§ Passage to read:
-=-=-=-=-
Thread: counting rows

counting rows

From
pgboy@guthrie.charm.net
Date:
i need to get a row count on a large table. it appears that
  select count(*) from <table>;
always does a table scan, whether i have an index or not, and that is too
slow.

so i found this:
  select reltuples from pg_class where relname = '<table>';

this is nice and fast, but not all that accurate at any given time. but, i
*did* notice that it is pretty accurate if i run analyze just before.

so, i am wondering if analyze also does a table scan, in which case i am
back to where i started. it *seems* to run fairly quickly, even on a large
table, but i am just wall-clocking all of this.

or any other ideas on counting rows are welcome.

thanks.
pg


Re: counting rows

From
greg@turnstep.com
Date:
-----BEGIN PGP SIGNED MESSAGE-----
Hash: SHA1


> i need to get a row count on a large table. it appears that
>   select count(*) from <table>;
> always does a table scan, whether i have an index or not, and that is too
> slow.


http://www.gtsm.com/oscon2003/findrows.html


- --
Greg Sabino Mullane greg@turnstep.com
PGP Key: 0x14964AC8 200308060951
-----BEGIN PGP SIGNATURE-----
Comment: http://www.turnstep.com/pgp.html

iD8DBQE/MQgmvJuQZxSWSsgRAkFDAJwPz5C7OljCg4TYqxvw4/WjLr8TlgCgovtS
xQPuL/l+QCPgmwVDeX0yocM=
=XtnA
-----END PGP SIGNATURE-----



Re: counting rows

From
Tom Lane
Date:
pgboy@guthrie.charm.net writes:
> so, i am wondering if analyze also does a table scan,

It does not --- it does a statistical sampling, and it's quite possible
that the estimate will be badly off.
-=-=-=-=-
§ Given information:
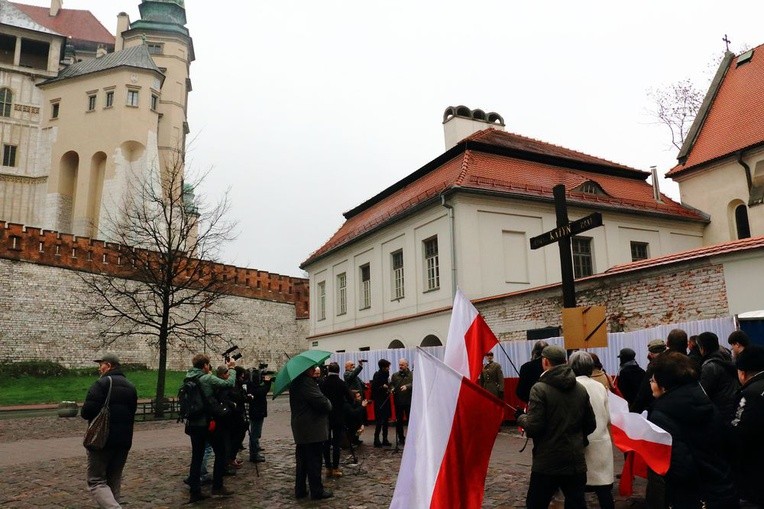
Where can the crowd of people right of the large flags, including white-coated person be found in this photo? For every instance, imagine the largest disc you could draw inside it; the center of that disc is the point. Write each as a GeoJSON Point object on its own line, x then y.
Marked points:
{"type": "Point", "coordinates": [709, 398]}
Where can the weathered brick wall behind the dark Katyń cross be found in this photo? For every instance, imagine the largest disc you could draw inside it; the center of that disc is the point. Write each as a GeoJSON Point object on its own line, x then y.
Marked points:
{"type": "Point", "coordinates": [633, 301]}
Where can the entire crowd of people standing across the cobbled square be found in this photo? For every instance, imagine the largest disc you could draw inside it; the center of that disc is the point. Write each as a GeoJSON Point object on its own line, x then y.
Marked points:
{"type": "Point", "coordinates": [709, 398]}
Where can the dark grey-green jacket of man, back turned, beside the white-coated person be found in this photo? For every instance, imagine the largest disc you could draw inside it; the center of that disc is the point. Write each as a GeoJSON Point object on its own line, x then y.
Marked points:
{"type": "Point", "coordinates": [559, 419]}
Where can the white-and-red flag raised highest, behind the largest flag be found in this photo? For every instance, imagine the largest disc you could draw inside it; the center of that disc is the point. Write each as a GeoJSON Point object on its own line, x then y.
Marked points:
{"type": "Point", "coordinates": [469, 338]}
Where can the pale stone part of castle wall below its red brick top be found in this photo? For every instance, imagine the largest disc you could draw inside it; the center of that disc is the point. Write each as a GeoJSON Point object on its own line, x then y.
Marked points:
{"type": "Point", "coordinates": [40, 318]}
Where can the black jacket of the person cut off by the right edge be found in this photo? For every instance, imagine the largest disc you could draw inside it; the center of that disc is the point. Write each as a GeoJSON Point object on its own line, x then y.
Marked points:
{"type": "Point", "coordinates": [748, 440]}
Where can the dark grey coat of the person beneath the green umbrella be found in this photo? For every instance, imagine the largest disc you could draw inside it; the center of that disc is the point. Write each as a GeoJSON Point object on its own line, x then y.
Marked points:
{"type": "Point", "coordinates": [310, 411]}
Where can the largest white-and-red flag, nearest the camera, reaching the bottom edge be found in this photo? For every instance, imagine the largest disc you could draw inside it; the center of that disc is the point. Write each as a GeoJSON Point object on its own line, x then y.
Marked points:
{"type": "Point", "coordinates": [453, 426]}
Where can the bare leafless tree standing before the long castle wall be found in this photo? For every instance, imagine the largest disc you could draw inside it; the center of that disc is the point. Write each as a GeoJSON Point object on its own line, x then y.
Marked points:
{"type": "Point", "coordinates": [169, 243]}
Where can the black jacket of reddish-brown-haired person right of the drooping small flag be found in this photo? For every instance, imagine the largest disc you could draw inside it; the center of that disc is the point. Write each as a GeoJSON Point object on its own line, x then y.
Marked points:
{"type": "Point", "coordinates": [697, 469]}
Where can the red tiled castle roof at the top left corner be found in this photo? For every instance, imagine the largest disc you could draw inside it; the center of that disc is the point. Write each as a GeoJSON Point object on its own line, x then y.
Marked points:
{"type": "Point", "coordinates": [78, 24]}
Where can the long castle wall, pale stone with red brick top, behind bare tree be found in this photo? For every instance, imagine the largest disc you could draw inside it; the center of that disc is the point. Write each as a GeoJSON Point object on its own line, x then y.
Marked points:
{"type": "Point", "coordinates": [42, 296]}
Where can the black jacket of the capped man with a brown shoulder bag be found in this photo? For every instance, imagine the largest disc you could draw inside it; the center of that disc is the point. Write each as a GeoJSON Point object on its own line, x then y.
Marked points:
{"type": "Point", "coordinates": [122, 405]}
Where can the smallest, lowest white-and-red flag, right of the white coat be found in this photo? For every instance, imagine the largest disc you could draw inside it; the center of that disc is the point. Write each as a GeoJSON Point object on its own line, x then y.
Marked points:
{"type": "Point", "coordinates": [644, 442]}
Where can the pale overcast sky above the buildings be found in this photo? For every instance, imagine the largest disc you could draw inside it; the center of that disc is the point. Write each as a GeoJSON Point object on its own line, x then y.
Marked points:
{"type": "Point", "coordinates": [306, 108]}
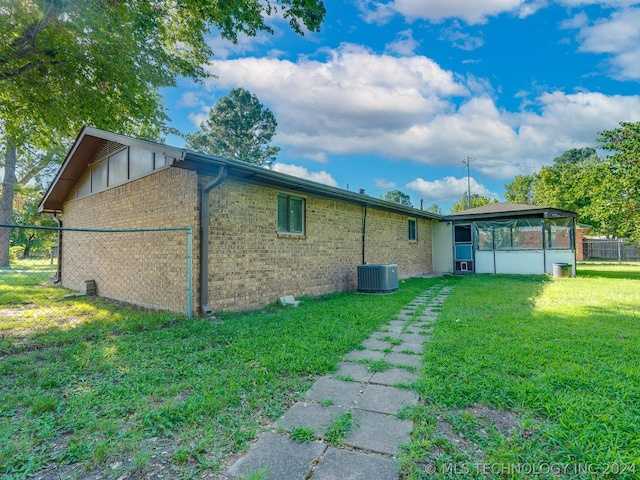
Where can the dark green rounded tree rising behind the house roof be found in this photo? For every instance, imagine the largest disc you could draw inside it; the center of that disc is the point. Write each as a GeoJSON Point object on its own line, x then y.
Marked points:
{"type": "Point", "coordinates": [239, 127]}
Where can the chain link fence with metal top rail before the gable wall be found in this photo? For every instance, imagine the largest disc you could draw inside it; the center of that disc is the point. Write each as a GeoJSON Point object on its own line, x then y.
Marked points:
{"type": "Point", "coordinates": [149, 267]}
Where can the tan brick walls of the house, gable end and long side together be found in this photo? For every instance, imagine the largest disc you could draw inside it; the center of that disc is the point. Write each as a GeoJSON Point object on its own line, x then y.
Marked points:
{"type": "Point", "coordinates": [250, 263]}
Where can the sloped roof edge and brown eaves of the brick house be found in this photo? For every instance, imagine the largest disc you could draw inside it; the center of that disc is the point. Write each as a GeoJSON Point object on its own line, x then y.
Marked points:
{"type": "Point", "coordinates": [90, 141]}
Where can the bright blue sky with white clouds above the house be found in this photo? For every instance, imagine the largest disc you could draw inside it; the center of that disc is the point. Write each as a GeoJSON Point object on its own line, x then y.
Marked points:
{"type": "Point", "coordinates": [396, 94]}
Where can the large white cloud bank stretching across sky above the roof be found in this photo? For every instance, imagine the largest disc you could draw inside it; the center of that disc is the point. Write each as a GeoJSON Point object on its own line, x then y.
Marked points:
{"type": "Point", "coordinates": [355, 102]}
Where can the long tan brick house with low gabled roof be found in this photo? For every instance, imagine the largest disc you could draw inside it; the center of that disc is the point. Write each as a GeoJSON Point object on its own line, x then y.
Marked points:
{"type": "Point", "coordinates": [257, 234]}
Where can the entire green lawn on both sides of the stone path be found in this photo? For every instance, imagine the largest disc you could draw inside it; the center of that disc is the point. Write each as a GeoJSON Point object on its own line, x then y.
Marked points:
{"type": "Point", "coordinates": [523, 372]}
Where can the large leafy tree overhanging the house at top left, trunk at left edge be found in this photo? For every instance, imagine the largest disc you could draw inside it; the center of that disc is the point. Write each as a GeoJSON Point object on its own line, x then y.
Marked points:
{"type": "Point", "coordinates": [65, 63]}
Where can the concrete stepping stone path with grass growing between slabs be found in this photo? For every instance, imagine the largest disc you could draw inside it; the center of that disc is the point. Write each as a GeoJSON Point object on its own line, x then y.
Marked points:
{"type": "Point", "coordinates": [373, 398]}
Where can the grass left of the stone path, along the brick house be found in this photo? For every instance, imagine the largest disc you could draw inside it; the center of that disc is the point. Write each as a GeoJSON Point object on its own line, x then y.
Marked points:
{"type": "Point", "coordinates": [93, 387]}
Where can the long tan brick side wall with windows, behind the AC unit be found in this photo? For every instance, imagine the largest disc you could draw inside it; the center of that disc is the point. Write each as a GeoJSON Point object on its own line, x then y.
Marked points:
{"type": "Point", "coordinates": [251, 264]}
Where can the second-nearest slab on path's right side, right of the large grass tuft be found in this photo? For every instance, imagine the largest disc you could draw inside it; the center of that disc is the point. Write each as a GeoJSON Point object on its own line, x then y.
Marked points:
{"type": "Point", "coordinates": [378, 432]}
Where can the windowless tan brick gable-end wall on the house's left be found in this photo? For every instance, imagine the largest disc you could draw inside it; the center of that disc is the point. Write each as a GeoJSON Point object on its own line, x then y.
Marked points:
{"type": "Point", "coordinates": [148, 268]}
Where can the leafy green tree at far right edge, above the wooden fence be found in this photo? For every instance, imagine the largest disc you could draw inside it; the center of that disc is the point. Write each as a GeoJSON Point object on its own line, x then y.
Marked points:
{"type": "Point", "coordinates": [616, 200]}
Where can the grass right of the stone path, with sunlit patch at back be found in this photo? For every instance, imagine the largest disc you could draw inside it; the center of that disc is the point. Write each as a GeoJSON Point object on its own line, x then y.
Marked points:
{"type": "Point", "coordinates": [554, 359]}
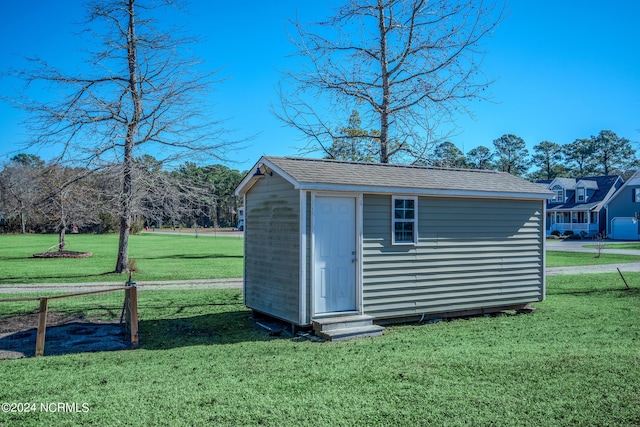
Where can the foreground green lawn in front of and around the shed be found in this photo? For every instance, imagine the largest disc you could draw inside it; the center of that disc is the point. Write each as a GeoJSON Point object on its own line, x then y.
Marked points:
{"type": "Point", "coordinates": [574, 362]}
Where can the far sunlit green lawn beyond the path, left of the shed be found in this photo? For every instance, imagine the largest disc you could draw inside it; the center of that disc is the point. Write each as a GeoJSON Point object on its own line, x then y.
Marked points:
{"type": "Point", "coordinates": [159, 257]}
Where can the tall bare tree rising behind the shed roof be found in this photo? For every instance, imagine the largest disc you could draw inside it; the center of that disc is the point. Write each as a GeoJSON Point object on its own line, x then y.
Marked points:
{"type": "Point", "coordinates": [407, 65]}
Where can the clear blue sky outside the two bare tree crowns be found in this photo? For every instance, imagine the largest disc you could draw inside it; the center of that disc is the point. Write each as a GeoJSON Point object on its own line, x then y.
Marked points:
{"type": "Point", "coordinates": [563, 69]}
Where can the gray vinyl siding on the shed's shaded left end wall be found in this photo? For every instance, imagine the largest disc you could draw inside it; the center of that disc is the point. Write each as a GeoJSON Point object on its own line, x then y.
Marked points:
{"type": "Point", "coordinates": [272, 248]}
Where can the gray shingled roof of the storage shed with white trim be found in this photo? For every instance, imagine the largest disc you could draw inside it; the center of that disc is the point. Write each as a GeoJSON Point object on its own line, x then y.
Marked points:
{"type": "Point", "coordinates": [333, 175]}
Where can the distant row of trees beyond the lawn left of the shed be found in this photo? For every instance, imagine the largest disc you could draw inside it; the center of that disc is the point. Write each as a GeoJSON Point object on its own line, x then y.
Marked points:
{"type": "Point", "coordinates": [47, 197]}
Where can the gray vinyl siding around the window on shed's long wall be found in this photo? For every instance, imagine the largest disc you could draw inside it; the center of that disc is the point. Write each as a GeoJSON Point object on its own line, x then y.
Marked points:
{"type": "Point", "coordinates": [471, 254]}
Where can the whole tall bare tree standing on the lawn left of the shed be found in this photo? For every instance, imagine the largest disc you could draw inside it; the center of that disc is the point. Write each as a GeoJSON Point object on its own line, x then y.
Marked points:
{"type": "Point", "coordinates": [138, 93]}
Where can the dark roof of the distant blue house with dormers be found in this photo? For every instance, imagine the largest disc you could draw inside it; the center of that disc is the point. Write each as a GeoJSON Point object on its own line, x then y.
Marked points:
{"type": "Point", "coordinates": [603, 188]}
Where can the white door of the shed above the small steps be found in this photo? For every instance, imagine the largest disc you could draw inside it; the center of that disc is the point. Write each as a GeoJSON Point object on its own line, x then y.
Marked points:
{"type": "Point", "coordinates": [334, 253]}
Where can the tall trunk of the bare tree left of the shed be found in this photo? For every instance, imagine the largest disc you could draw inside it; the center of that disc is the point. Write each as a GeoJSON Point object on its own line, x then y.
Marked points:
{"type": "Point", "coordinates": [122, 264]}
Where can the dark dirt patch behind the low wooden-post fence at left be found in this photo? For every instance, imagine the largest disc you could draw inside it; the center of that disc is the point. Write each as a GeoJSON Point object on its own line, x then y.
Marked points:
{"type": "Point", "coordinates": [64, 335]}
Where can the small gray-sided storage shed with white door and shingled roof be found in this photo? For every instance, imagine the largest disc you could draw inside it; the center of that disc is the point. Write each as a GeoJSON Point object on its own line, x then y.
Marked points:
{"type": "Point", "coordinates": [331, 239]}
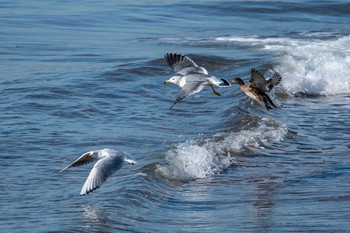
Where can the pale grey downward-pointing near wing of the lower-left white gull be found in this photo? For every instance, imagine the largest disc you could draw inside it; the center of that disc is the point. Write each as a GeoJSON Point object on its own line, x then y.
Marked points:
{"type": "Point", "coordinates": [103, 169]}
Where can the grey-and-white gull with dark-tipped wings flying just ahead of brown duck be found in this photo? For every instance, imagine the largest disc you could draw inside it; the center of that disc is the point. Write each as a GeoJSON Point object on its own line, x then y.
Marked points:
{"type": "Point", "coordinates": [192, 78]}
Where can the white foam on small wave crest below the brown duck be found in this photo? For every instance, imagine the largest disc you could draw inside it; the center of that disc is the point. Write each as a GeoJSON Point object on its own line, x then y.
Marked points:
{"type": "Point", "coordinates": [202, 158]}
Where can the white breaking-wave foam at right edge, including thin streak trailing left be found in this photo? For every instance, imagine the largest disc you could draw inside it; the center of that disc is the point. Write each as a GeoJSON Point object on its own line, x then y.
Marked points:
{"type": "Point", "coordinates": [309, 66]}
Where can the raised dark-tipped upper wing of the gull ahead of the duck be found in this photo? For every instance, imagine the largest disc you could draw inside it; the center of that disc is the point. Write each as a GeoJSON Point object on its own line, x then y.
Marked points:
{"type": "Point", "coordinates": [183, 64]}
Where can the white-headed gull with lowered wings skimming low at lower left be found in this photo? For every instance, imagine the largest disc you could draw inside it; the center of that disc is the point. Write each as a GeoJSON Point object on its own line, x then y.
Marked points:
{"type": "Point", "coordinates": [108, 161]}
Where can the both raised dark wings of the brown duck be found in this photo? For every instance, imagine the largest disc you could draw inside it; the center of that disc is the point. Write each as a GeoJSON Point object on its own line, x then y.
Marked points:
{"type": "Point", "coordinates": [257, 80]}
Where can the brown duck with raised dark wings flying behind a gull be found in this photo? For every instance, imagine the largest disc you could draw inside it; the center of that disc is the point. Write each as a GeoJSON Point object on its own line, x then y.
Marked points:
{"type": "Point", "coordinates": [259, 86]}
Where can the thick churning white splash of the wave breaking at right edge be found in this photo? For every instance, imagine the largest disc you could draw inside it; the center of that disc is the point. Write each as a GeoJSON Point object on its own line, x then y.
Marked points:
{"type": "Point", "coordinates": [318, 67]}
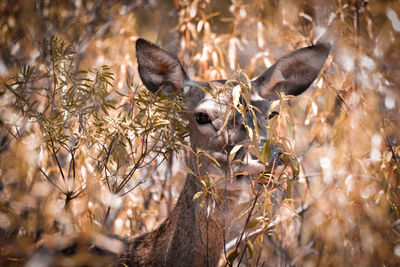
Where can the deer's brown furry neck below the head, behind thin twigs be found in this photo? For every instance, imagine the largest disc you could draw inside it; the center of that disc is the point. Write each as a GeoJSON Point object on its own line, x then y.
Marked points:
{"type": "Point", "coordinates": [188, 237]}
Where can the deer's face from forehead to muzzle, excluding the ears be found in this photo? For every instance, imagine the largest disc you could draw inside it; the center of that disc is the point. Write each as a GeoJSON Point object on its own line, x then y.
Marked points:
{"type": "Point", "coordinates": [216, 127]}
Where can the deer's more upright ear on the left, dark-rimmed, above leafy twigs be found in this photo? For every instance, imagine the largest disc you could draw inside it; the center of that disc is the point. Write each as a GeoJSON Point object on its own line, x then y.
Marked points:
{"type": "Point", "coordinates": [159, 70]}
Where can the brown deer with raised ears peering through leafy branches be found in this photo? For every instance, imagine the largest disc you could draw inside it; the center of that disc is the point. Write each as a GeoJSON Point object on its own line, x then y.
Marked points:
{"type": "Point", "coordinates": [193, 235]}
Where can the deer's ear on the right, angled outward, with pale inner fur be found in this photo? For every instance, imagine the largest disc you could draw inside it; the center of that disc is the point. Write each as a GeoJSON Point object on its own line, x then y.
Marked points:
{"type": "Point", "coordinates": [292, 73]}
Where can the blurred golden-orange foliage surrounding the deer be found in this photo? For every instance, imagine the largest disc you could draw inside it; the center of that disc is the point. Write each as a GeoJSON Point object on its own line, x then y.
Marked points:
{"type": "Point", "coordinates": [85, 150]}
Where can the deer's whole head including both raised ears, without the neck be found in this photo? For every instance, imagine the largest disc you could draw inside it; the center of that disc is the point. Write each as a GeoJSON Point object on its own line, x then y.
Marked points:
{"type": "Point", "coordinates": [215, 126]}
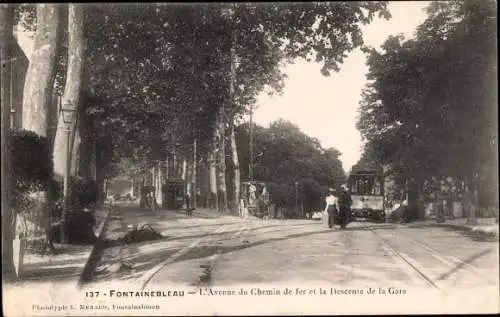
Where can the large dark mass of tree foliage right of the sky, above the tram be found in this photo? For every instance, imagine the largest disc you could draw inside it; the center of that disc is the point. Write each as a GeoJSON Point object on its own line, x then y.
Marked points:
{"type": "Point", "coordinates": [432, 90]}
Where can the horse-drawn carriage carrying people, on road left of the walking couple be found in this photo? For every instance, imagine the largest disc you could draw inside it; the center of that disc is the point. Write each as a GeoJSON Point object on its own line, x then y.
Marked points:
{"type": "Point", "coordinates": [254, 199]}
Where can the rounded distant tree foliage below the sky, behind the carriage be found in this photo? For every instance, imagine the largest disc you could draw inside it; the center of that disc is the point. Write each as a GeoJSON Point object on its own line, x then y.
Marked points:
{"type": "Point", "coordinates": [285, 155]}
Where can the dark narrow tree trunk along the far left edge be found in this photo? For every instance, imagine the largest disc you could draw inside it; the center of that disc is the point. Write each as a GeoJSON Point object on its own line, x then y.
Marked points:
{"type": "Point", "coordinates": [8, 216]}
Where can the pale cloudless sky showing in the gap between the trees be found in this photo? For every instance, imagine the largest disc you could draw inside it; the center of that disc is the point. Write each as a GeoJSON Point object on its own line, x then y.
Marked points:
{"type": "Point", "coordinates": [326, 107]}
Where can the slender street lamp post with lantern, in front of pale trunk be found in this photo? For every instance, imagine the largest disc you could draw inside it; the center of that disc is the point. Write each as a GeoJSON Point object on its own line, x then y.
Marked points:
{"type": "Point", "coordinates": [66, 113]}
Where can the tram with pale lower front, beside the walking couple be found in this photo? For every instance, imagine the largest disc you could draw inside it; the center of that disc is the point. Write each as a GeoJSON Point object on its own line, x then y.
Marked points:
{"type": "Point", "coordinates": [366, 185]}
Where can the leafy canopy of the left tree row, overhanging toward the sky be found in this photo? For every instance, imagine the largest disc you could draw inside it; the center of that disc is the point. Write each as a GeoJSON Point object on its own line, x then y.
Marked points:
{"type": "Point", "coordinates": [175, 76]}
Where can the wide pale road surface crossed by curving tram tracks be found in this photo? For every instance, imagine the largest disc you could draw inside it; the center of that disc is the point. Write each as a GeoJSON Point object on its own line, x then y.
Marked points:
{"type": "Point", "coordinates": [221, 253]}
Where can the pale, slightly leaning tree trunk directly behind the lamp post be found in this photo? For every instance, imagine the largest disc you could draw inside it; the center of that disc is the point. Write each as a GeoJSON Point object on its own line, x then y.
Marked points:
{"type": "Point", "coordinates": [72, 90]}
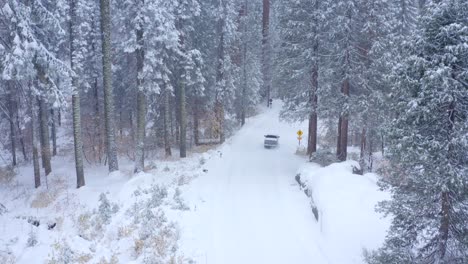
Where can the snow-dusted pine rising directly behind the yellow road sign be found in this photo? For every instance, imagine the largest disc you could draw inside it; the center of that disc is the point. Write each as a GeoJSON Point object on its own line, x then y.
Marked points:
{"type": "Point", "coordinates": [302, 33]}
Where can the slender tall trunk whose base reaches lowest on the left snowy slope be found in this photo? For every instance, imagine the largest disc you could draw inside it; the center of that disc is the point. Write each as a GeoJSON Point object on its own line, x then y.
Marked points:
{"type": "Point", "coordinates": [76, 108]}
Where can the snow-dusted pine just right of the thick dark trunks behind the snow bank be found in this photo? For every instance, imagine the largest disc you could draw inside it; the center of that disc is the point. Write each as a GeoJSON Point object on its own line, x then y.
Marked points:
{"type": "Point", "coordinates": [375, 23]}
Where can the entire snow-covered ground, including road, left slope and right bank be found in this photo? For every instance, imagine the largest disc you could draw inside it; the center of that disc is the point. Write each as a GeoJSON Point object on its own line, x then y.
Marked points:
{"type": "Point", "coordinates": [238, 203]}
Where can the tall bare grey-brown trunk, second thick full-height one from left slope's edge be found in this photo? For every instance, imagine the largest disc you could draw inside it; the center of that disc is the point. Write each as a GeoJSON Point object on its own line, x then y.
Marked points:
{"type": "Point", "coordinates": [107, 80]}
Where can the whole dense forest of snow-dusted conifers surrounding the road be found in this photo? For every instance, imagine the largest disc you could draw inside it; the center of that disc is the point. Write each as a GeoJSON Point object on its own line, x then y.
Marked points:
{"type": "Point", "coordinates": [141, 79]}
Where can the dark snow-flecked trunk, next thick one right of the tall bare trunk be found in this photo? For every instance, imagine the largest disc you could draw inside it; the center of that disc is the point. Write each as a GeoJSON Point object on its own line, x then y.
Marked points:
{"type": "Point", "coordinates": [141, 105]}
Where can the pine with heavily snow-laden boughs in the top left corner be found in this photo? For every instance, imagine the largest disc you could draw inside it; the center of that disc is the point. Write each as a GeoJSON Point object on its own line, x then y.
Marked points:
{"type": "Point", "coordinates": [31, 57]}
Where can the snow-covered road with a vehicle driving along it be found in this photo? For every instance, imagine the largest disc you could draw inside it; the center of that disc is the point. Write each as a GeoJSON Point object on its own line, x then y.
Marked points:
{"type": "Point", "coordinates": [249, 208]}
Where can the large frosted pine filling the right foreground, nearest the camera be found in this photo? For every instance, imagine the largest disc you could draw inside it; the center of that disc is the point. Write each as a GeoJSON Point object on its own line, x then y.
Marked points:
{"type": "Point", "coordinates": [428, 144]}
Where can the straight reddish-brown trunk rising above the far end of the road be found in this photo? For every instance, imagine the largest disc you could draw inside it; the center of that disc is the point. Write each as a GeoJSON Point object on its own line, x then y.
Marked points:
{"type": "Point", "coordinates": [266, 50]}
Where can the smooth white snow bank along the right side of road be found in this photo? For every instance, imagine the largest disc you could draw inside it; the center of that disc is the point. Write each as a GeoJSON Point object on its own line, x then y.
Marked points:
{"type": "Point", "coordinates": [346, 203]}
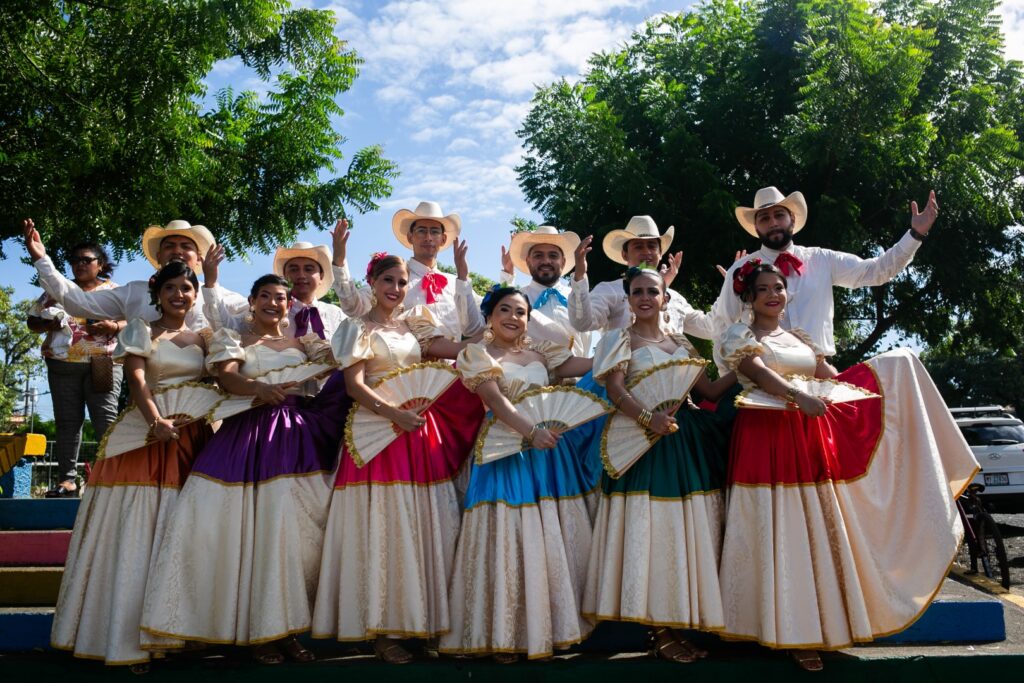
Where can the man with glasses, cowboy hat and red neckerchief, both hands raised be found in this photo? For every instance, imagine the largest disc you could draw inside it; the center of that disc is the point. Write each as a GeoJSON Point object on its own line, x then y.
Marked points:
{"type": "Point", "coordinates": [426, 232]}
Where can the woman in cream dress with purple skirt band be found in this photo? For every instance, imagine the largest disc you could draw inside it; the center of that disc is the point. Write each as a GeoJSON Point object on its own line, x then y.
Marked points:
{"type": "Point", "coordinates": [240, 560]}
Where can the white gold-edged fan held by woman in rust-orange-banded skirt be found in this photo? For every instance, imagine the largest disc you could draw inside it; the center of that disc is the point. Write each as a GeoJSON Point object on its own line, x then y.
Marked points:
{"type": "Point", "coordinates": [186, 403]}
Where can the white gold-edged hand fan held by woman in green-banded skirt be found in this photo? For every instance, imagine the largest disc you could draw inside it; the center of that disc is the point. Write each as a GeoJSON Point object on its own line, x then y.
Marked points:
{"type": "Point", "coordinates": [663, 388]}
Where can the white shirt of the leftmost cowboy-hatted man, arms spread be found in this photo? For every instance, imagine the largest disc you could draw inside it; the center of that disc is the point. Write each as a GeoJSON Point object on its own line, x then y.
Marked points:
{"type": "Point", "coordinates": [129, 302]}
-=-=-=-=-
§ Required action A:
Quote the thread on counting rows word for word, starting at the words "this is nice" and stopping after "all of this.".
§ Required action B:
Extend the forum thread on counting table rows, picking up right after its last sentence.

§ Task result A:
this is nice and fast, but not all that accurate at any given time. but, i
*did* notice that it is pretty accurate if i run analyze just before.

so, i am wondering if analyze also does a table scan, in which case i am
back to where i started. it *seems* to run fairly quickly, even on a large
table, but i am just wall-clocking all of this.

§ Task result B:
            regards, tom lane

Re: counting rows

From
pgboy@guthrie.charm.net
Date:
nice stuff (the whole presentation, full of stuff i did not know), thanks.

of course, a question...

the bit that reads:
  If you know the maximum value of an integer column and have an index on
it:
  SELECT COUNT(*) FROM t2 WHERE c2 < 1000000;

made me think that the above would do an index scan vice a table scan. but
when i try it with my table (currently has almost 70,000,000 rows) it
still does a table scan (at least, EXPLAIN says it will do a table scan)
... well, sometimes. the table has two integer fields, SECONDS and MICROS,
and i have created an index on (SECONDS, MICROS). ANALYZEd the table so
the index would be considered useful, tested that pg was happy by running:

  EXPLAIN SELECT count(*) FROM tess WHERE SECONDS < 100;

sure enough, query plan says it'll use an index scan. but...

  EXPLAIN SELECT count(*) from tess where SECONDS < 1100000000;

query plan here says it will use a table scan.

the cutoff, the highest value at which it will still do an index scan, is
1060183451. given that this value is typically gotten from the system call
gettimeofday and the current maximum value is 1060188816 (about noon
today), this is, er, problematic.

any ideas?

thanks.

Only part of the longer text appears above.